# [WHAT YOU HAVE TO DO]
Rewrite the entries below, replacing every occurrence of "every instance" with "all instances" and leaving everything else unchanged.

Region labeling items
>> BEGIN

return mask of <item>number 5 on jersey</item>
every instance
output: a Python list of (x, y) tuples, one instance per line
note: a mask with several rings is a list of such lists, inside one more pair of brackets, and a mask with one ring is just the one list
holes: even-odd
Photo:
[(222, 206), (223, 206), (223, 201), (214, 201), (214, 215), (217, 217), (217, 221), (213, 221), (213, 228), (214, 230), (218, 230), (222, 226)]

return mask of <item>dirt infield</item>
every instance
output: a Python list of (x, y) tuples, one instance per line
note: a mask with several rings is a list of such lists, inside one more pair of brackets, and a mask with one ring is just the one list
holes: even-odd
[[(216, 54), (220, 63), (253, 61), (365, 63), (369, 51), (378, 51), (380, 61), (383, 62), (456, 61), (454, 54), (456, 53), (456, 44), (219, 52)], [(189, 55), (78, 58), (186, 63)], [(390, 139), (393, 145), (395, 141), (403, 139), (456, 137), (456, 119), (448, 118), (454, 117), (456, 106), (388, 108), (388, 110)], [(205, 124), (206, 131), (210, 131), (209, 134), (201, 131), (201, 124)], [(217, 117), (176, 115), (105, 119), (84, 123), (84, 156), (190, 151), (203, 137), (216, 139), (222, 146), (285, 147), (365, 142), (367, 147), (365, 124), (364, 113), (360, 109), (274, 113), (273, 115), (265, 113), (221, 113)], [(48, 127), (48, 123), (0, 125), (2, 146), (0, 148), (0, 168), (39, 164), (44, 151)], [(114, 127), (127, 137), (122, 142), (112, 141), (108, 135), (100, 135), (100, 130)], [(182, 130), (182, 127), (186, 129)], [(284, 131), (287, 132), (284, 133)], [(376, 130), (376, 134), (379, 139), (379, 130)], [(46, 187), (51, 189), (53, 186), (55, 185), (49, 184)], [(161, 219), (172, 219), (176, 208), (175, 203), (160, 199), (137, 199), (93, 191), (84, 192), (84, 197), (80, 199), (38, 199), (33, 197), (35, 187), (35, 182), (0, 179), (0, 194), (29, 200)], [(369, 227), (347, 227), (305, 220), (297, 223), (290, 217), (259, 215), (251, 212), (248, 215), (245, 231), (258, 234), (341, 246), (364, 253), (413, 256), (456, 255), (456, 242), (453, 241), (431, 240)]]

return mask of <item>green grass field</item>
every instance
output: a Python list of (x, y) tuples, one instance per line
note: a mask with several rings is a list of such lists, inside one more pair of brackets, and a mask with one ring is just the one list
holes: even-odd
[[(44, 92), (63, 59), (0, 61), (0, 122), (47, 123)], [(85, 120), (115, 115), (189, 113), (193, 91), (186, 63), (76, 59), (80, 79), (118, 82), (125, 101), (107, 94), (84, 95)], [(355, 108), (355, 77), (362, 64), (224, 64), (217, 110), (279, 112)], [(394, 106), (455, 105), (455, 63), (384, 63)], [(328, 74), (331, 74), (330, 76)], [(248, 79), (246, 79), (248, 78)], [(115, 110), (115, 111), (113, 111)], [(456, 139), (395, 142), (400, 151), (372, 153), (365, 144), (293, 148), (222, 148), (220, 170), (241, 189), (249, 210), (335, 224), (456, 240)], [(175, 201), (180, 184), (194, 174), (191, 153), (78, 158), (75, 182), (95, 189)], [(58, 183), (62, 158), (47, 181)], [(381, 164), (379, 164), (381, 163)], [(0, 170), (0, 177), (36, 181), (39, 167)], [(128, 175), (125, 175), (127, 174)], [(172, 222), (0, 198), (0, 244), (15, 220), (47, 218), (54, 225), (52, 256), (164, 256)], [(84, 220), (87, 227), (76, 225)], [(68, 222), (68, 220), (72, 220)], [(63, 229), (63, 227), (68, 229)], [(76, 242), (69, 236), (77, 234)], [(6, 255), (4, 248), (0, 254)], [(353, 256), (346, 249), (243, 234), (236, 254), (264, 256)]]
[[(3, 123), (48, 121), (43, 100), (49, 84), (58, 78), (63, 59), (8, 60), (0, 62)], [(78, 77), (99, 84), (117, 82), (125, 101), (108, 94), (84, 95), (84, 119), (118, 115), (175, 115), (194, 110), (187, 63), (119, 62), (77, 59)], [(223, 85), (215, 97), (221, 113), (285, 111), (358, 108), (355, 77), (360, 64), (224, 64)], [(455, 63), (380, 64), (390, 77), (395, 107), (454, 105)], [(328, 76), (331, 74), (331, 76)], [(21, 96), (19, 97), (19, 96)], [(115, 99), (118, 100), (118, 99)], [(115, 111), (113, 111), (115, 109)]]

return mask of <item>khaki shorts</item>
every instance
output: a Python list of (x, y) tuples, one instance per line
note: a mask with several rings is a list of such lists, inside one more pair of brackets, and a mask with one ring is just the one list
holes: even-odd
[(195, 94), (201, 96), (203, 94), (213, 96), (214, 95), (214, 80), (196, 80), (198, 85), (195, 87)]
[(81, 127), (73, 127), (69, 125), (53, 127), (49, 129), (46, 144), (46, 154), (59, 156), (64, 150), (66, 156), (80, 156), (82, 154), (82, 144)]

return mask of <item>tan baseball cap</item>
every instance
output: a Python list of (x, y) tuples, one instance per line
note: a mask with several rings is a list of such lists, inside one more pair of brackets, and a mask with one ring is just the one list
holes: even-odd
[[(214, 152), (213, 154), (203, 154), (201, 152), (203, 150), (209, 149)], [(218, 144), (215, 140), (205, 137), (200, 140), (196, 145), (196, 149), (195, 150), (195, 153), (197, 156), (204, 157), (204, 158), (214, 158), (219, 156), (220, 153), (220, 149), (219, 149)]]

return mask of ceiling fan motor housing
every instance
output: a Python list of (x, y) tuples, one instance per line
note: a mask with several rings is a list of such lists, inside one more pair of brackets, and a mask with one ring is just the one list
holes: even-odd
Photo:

>> END

# [RESULT OF THIS EXERCISE]
return mask of <item>number 5 on jersey</item>
all instances
output: a Python list of (x, y) tuples, one instance per line
note: a mask with several rings is a list of such lists, inside one more pair of brackets, and a mask with one ring is just the one list
holes: even-odd
Photo:
[(222, 206), (223, 206), (223, 201), (214, 201), (214, 215), (217, 217), (217, 221), (213, 221), (213, 228), (214, 230), (218, 230), (222, 226)]

return mask of <item>dirt infield</item>
all instances
output: a Python list of (x, y) tuples, one instance per line
note: a mask with several rings is a list of such lists, inside one more pair of brackets, and a mask with one ring is just the one list
holes: even-odd
[[(216, 54), (220, 63), (253, 61), (365, 63), (369, 51), (378, 51), (380, 61), (383, 62), (456, 61), (454, 54), (456, 53), (456, 44), (219, 52)], [(189, 55), (78, 58), (186, 63)], [(390, 139), (393, 145), (395, 141), (403, 139), (456, 137), (456, 119), (448, 118), (454, 117), (456, 106), (388, 108), (388, 110)], [(205, 124), (206, 131), (210, 131), (209, 134), (201, 131), (201, 124)], [(217, 117), (176, 115), (105, 119), (84, 123), (84, 156), (190, 151), (203, 137), (216, 139), (222, 146), (285, 147), (365, 142), (367, 147), (365, 124), (364, 113), (360, 109), (274, 113), (273, 115), (265, 113), (221, 113)], [(48, 127), (48, 123), (0, 125), (2, 146), (0, 148), (0, 168), (39, 164), (44, 151)], [(114, 127), (127, 137), (122, 142), (112, 141), (108, 135), (100, 135), (100, 130)], [(182, 130), (182, 127), (186, 129)], [(284, 131), (287, 132), (284, 133)], [(376, 130), (376, 134), (379, 139), (379, 130)], [(46, 187), (51, 189), (53, 186), (55, 185), (49, 184)], [(161, 219), (172, 219), (176, 208), (175, 203), (160, 199), (137, 199), (93, 191), (84, 192), (84, 197), (80, 199), (38, 199), (33, 197), (35, 187), (35, 182), (0, 179), (0, 194), (29, 200)], [(369, 227), (347, 227), (305, 220), (297, 223), (290, 217), (259, 215), (251, 212), (248, 215), (245, 231), (258, 234), (341, 246), (364, 253), (413, 256), (456, 255), (456, 242), (453, 241), (431, 240)]]

return mask of <item>green grass field</item>
all instances
output: a Python list of (x, y) tuples, one instance per line
note: a mask with several rings is a list of such lists, inside one more pair of brackets, and a mask with one ring is just the one list
holes: even-odd
[[(44, 92), (63, 59), (0, 61), (0, 122), (47, 123)], [(85, 120), (115, 115), (189, 113), (193, 91), (186, 63), (76, 59), (80, 79), (118, 82), (125, 101), (107, 94), (84, 95)], [(355, 108), (355, 77), (362, 64), (224, 64), (217, 110), (279, 112)], [(394, 106), (455, 105), (455, 63), (384, 63)], [(328, 74), (331, 74), (330, 76)], [(248, 79), (246, 79), (248, 78)], [(115, 110), (115, 111), (113, 111)], [(456, 139), (395, 142), (400, 151), (372, 153), (365, 144), (293, 148), (222, 148), (220, 170), (241, 189), (249, 210), (335, 224), (456, 240)], [(175, 201), (180, 184), (194, 174), (191, 153), (78, 158), (75, 182), (95, 189)], [(58, 183), (62, 158), (47, 181)], [(381, 164), (379, 164), (381, 163)], [(0, 170), (0, 177), (36, 181), (39, 167)], [(128, 175), (125, 175), (127, 174)], [(172, 222), (0, 198), (0, 244), (15, 220), (47, 218), (54, 225), (52, 256), (164, 256)], [(84, 220), (87, 227), (76, 225)], [(68, 222), (68, 220), (72, 220)], [(63, 229), (63, 227), (68, 229)], [(76, 242), (69, 236), (77, 234)], [(6, 255), (4, 248), (0, 254)], [(353, 256), (346, 249), (243, 234), (236, 254), (264, 256)]]
[[(3, 123), (48, 121), (43, 100), (49, 84), (58, 78), (63, 59), (8, 60), (0, 62)], [(78, 77), (99, 84), (117, 82), (125, 101), (108, 94), (84, 95), (84, 119), (118, 115), (175, 115), (194, 110), (187, 63), (119, 62), (77, 59)], [(223, 85), (215, 97), (221, 113), (285, 111), (358, 108), (355, 77), (360, 64), (224, 64)], [(455, 63), (380, 64), (390, 77), (395, 107), (454, 105)], [(328, 76), (331, 74), (331, 76)], [(21, 96), (19, 97), (19, 96)], [(115, 99), (118, 100), (118, 99)], [(115, 111), (113, 111), (115, 109)]]

return mask of <item>khaki shorts</item>
all instances
output: a Python list of (x, y) tuples, one instance per line
note: a mask with several rings is a list of such lists, inside one more pair of brackets, and a mask with one ring is just the one list
holes: even-odd
[(195, 94), (201, 96), (203, 94), (213, 96), (214, 95), (214, 80), (196, 80), (198, 85), (195, 87)]
[(81, 127), (73, 127), (69, 125), (53, 127), (49, 129), (46, 144), (46, 154), (59, 156), (64, 150), (66, 156), (80, 156), (82, 154), (82, 144)]

return mask of <item>tan baseball cap</item>
all instances
output: a Python list of (x, y) tuples, one instance per line
note: a mask with several rings is a list of such lists, inside one more pair of brackets, and a mask with one ring is just the one list
holes: even-odd
[[(214, 152), (213, 154), (203, 154), (201, 152), (203, 150), (209, 149)], [(218, 144), (215, 140), (205, 137), (200, 140), (196, 145), (196, 149), (195, 150), (195, 153), (197, 156), (204, 157), (204, 158), (214, 158), (219, 156), (220, 153), (220, 149), (219, 149)]]

return mask of ceiling fan motor housing
all instances
output: a Python list of (x, y) tuples, one instance per line
note: a mask with several rings is a list of such lists, inside one more pair of brackets, and a mask with one ring is just the one list
holes: even-odd
Photo:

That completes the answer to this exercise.